EXCERPT TO READ:
··········

In some embodiments, the strategy includes at least one of the following: performing a high-voltage turn-off operation, or ignoring a precondition check on the first terminal device. The precondition includes at least one of the following: a power check of the first terminal device, or a power supply check of the terminal device.

In some embodiments, the target component includes at least one of the following: a power component of the first terminal device, or a power supply component of the first terminal device.

In some embodiments, the sending unit is further configured to send third information to the server, where the third information indicates that the target component is successfully updated.

··········

REQUIREMENT 1: Filter the entries and copy every line that contains the word "chest", treating uppercase and lowercase as different.
The terminal device excerpt and the entries are separate, unrelated material.

TASK INPUTS:
··········

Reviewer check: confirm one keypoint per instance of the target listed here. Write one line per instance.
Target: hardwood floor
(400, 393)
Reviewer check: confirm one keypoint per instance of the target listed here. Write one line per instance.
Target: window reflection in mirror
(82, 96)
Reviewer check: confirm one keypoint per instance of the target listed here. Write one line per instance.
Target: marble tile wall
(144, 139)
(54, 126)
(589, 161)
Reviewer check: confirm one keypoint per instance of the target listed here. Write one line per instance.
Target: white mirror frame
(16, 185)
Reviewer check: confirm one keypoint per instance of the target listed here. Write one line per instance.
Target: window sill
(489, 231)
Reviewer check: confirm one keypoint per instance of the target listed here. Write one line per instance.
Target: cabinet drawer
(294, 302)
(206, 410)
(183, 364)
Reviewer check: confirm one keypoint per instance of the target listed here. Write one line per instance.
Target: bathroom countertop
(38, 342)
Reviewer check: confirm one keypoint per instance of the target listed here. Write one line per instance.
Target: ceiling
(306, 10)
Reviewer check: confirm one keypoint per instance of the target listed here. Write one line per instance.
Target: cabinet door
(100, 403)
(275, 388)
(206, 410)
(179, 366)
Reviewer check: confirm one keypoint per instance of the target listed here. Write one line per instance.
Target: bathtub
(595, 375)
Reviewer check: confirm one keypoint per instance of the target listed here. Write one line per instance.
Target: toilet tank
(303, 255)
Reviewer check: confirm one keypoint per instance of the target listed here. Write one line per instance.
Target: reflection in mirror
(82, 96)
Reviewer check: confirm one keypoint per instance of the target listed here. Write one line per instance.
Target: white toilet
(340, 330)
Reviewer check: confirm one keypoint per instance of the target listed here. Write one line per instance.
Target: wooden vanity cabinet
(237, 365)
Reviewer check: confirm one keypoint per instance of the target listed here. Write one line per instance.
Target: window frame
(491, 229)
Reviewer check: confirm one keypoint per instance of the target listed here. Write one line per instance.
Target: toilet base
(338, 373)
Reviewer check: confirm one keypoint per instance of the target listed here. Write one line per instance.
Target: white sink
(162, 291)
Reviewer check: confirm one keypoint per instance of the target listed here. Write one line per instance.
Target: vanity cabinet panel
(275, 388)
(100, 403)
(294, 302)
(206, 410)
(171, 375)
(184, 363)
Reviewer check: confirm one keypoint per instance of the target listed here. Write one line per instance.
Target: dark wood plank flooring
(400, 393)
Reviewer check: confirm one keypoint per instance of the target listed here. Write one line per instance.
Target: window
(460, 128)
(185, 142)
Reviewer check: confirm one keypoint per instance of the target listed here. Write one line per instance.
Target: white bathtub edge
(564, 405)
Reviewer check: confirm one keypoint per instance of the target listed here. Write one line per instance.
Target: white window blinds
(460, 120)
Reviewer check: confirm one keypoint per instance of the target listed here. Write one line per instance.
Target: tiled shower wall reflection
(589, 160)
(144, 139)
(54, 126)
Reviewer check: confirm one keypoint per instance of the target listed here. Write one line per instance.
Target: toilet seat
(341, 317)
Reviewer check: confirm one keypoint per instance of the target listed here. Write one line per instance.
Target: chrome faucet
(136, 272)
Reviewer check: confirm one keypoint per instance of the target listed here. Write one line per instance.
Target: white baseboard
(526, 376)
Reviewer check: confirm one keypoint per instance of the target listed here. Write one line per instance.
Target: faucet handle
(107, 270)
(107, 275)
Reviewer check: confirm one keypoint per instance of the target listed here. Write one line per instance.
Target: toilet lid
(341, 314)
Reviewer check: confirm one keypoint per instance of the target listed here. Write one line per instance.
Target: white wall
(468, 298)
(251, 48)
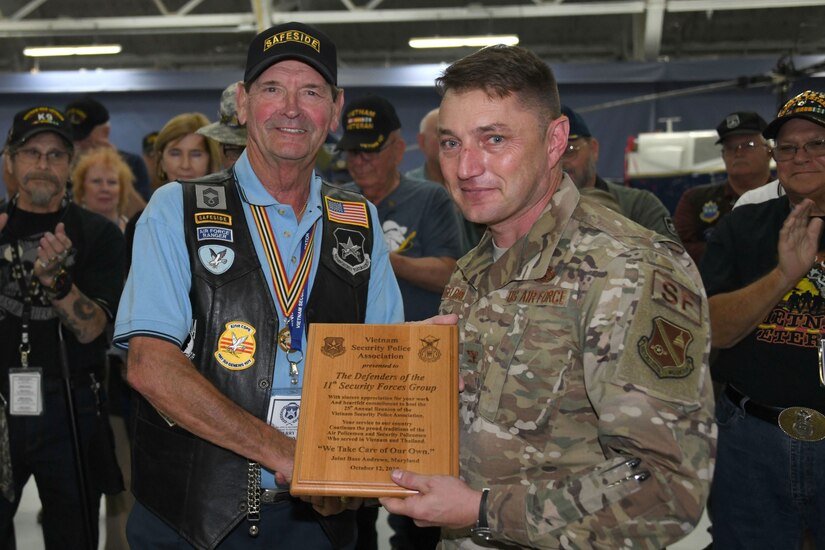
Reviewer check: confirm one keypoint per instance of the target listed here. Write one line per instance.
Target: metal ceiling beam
(246, 22)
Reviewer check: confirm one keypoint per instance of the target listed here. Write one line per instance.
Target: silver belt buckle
(268, 496)
(802, 423)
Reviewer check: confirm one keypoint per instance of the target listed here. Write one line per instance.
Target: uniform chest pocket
(527, 371)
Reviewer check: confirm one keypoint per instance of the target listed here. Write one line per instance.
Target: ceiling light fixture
(464, 41)
(60, 51)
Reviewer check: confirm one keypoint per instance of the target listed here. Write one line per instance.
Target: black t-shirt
(777, 363)
(97, 271)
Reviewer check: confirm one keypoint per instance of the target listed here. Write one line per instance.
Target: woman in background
(102, 183)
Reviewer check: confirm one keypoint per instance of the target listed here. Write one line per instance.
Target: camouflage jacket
(583, 347)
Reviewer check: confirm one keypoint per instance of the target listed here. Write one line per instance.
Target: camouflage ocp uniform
(584, 347)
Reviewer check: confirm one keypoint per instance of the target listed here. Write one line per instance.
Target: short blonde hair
(108, 158)
(178, 127)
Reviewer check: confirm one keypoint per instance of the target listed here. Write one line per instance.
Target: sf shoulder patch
(665, 350)
(349, 250)
(236, 346)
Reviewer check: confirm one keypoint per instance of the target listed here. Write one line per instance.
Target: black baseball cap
(808, 105)
(292, 41)
(367, 124)
(740, 123)
(36, 120)
(84, 114)
(578, 128)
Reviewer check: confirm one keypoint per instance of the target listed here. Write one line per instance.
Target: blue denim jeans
(768, 487)
(41, 446)
(283, 525)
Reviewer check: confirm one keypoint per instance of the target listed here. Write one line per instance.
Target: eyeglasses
(33, 156)
(745, 147)
(787, 151)
(571, 151)
(231, 152)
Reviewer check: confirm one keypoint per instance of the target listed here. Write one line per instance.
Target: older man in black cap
(579, 161)
(61, 270)
(765, 277)
(421, 227)
(747, 157)
(230, 269)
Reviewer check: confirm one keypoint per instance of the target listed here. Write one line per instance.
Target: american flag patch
(350, 213)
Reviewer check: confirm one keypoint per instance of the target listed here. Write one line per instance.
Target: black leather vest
(199, 488)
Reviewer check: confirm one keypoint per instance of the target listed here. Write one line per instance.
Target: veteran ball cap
(84, 114)
(36, 120)
(227, 130)
(367, 124)
(292, 41)
(808, 105)
(578, 128)
(740, 123)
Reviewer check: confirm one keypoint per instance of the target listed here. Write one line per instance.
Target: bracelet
(60, 287)
(481, 533)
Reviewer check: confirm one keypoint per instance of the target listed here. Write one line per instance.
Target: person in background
(91, 129)
(431, 171)
(150, 160)
(580, 160)
(228, 271)
(61, 272)
(764, 271)
(182, 153)
(586, 419)
(747, 158)
(227, 131)
(421, 229)
(102, 183)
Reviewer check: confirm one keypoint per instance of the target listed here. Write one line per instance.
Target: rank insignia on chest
(710, 212)
(236, 346)
(349, 250)
(665, 350)
(208, 196)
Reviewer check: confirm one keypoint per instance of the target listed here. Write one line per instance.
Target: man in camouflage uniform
(587, 411)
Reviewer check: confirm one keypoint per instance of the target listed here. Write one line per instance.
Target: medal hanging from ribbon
(290, 294)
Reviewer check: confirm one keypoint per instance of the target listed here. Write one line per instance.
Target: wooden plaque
(376, 398)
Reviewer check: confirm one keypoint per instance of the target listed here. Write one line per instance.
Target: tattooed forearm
(81, 315)
(84, 308)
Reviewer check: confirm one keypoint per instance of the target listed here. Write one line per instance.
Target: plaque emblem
(665, 350)
(803, 424)
(333, 346)
(349, 250)
(289, 414)
(284, 339)
(429, 352)
(236, 346)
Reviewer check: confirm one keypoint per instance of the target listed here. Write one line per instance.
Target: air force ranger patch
(216, 259)
(349, 250)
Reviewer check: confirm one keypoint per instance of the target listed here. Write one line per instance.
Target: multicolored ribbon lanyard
(291, 294)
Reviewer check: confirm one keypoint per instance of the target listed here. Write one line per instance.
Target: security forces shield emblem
(215, 258)
(665, 350)
(349, 250)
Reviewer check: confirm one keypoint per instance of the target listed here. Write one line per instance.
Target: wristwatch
(481, 534)
(61, 286)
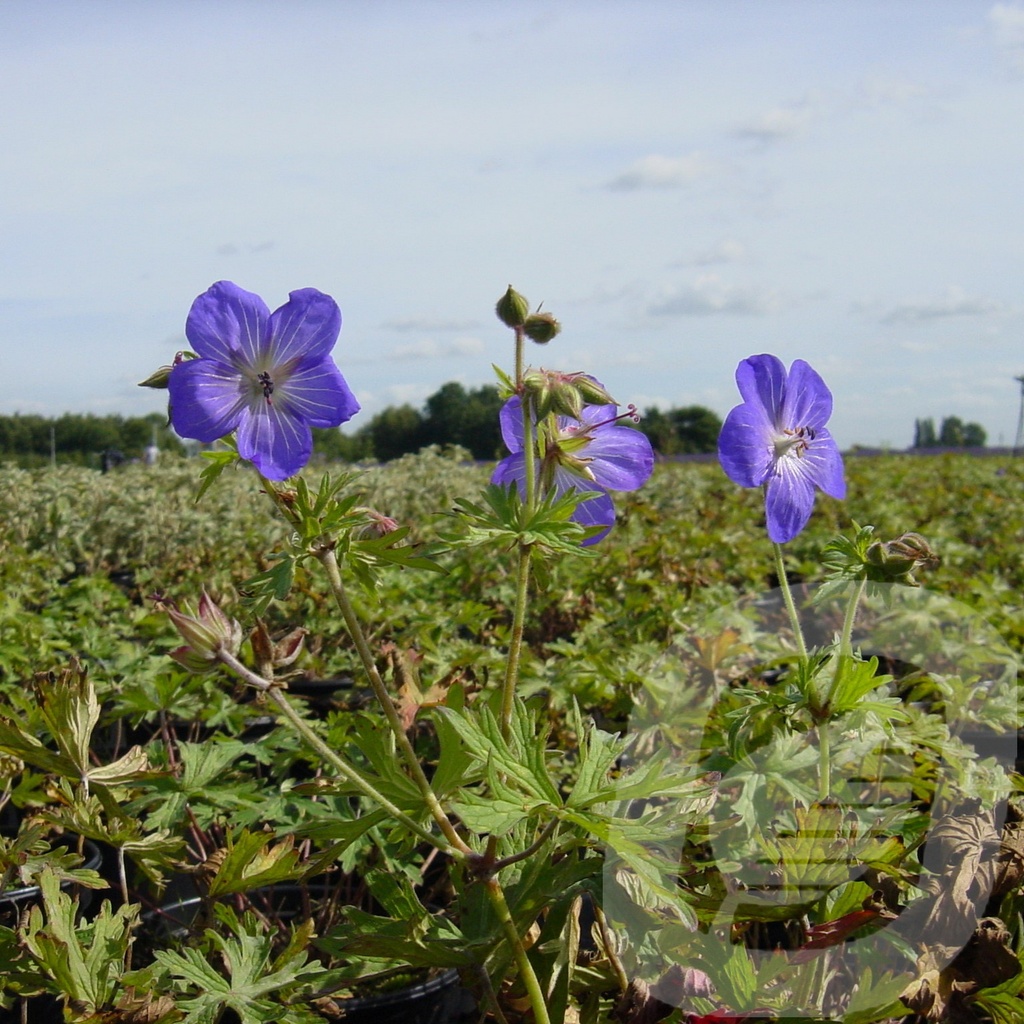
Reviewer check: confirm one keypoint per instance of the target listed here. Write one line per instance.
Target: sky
(682, 183)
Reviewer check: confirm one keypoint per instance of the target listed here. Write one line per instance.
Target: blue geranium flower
(268, 377)
(777, 439)
(592, 453)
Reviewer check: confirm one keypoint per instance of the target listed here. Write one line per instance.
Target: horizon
(683, 185)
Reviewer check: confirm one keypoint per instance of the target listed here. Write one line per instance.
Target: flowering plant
(758, 821)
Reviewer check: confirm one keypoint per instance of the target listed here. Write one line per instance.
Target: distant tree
(336, 446)
(394, 432)
(924, 433)
(974, 435)
(696, 428)
(470, 419)
(951, 432)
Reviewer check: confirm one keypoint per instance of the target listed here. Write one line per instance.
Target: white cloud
(428, 324)
(776, 124)
(952, 302)
(709, 296)
(430, 349)
(1008, 31)
(726, 251)
(663, 172)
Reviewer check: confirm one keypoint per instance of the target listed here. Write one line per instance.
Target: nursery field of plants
(238, 876)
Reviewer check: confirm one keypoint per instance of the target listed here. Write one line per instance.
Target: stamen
(630, 414)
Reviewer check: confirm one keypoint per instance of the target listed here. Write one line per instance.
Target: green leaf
(251, 861)
(217, 462)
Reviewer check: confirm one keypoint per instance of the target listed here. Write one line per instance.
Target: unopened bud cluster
(208, 633)
(513, 310)
(898, 560)
(563, 394)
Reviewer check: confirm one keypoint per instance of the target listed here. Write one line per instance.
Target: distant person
(110, 459)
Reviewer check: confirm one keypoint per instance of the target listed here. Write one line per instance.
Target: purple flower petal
(276, 443)
(743, 448)
(823, 465)
(761, 380)
(226, 323)
(622, 458)
(808, 401)
(510, 420)
(777, 438)
(788, 501)
(318, 394)
(599, 511)
(207, 398)
(266, 376)
(304, 328)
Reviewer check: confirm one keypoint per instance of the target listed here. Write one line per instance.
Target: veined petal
(622, 458)
(599, 511)
(744, 446)
(823, 464)
(228, 324)
(788, 501)
(808, 400)
(305, 327)
(278, 443)
(512, 469)
(317, 393)
(207, 398)
(761, 380)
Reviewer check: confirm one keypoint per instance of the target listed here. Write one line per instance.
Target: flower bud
(512, 308)
(898, 560)
(541, 328)
(379, 525)
(563, 394)
(158, 378)
(207, 633)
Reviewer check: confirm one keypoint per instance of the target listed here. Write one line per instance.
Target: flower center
(264, 380)
(794, 442)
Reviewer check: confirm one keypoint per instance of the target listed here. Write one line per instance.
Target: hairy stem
(344, 769)
(534, 991)
(330, 562)
(791, 606)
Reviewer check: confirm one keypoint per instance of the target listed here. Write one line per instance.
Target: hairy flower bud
(541, 328)
(512, 308)
(379, 525)
(207, 633)
(563, 394)
(898, 560)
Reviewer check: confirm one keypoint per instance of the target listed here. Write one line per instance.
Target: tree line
(953, 432)
(81, 438)
(454, 415)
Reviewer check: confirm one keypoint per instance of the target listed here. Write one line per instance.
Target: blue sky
(682, 183)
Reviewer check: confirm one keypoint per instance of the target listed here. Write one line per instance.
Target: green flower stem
(515, 641)
(329, 560)
(347, 771)
(791, 606)
(824, 761)
(845, 640)
(534, 991)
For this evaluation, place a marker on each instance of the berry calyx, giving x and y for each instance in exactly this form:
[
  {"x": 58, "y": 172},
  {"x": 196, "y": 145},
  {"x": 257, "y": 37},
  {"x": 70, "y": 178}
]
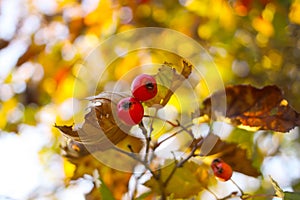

··········

REQUIREMENT 2: Recast the paragraph of the terminal device excerpt that begins "In some embodiments, the strategy includes" as a short list, keeping its main facts.

COMPLETE OUTPUT 1:
Target: uniform chest pocket
Target: rank insignia on chest

COMPLETE OUTPUT 2:
The strategy includes at least one of:
- performing a high-voltage turn-off operation
- ignoring a precondition check on the first terminal device

The precondition includes at least one of:
- a power check of the first terminal device
- a power supply check of the terminal device